EXTRACTED INFORMATION:
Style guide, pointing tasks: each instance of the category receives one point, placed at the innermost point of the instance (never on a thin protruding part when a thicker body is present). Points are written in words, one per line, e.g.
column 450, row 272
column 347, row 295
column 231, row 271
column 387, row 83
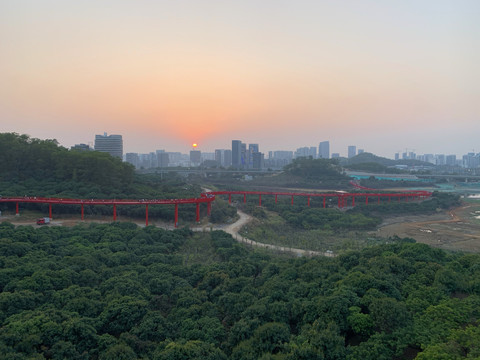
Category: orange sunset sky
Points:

WORK TO BE COMPLETED: Repeat all of the material above word for word, but leave out the picture.

PROBLEM SOLUTION:
Style guide, pointing tasks: each instance of the category receives one point, placed at the innermost point of the instance (never on a thin protruding part when a thicker body is present). Points are written in words, one per line, e.g.
column 450, row 272
column 347, row 295
column 231, row 271
column 387, row 83
Category: orange sunset sky
Points:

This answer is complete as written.